*YOUR TASK*.
Repeat every line below exactly, word for word.

Object pointing dataset rows:

-- Begin --

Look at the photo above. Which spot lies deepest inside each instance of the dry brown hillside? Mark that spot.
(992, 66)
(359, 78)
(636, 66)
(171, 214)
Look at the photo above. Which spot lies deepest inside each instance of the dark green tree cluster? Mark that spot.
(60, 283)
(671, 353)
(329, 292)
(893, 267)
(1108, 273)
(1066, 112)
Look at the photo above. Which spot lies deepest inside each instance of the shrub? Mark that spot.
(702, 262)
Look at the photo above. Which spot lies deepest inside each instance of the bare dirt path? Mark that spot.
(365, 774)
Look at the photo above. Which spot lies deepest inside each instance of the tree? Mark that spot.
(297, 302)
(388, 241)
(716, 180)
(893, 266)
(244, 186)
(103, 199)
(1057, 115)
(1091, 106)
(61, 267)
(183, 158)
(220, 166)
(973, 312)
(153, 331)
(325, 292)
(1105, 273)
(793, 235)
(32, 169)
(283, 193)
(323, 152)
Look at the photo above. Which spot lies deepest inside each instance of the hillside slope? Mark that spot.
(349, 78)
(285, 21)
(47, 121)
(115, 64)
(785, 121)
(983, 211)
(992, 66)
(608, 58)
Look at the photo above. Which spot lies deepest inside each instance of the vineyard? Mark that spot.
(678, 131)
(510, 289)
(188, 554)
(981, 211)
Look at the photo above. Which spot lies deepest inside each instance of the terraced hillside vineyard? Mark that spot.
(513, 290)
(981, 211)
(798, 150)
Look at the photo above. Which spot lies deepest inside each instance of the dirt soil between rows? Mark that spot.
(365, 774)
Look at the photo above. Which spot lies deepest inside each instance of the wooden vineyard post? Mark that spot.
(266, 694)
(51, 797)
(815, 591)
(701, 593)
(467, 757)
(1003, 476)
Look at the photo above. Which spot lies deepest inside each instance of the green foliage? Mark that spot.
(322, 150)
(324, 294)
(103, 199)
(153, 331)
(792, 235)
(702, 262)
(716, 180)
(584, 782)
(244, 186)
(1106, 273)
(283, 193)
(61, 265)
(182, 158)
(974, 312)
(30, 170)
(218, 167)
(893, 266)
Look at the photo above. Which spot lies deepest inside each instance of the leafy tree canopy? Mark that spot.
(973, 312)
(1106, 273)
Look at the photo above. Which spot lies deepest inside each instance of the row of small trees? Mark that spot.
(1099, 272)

-- End --

*COMPLETED EXERCISE*.
Look at the photo above. Which spot lies deepest inside each instance of the dry brown hillside? Mark that spot.
(992, 66)
(359, 78)
(636, 66)
(171, 214)
Look at the photo above. Which spot lies deepest inside each instance of the dark green tree cluster? Mark that spot.
(60, 283)
(671, 353)
(329, 292)
(893, 267)
(1108, 273)
(1066, 112)
Look at the photo above. Which spot lies deepest inside each instance of the shrub? Mark that spot.
(702, 262)
Look at the photo above. Which spot lies deepest inside each instance of the bare dirt path? Mark that spot.
(365, 774)
Look at the photo above. Which spot lies deepest inside each instance of the tree? Mark that spot.
(297, 302)
(388, 241)
(716, 180)
(893, 266)
(244, 186)
(103, 199)
(1057, 115)
(1091, 106)
(61, 267)
(183, 158)
(220, 166)
(973, 312)
(153, 331)
(325, 292)
(1105, 273)
(793, 235)
(32, 169)
(283, 193)
(323, 152)
Look at the photo above. Which spot lies deepest inside each instance of the hillside slope? Mark that spot.
(349, 78)
(285, 21)
(47, 121)
(115, 64)
(785, 121)
(983, 211)
(992, 66)
(608, 58)
Look at the photo above. Which spot lies deepest inside each instance of the vineyard? Mark that spot.
(678, 131)
(510, 289)
(188, 554)
(981, 211)
Look at the photo above. Which spot lies deepest inside each instance of the terraced hillside vineyard? Mark that spot.
(513, 290)
(981, 211)
(798, 150)
Look at the photo above. Which spot lies deepest inside each instance of the dirt soil between rows? Mark that spot.
(365, 774)
Look at the photo above. Which spot lies deepest inside each instance of the wooden vineyard post? Mark that spot.
(266, 694)
(51, 797)
(815, 591)
(701, 593)
(467, 757)
(1003, 476)
Look at the photo above. Which spot lies deepest inside each instance of the green foliage? Mark that spot.
(322, 150)
(324, 294)
(103, 199)
(153, 331)
(792, 235)
(702, 262)
(716, 180)
(584, 782)
(244, 186)
(1106, 273)
(283, 193)
(61, 265)
(182, 158)
(974, 312)
(30, 170)
(218, 167)
(893, 266)
Look at the photo above. Which spot lies deepest inside each instance of the leafy tree canopy? Mark that spot.
(973, 312)
(1106, 273)
Look at the photo above. Which spot lies deepest inside each instance of the row of small trees? Mark that spot.
(1099, 272)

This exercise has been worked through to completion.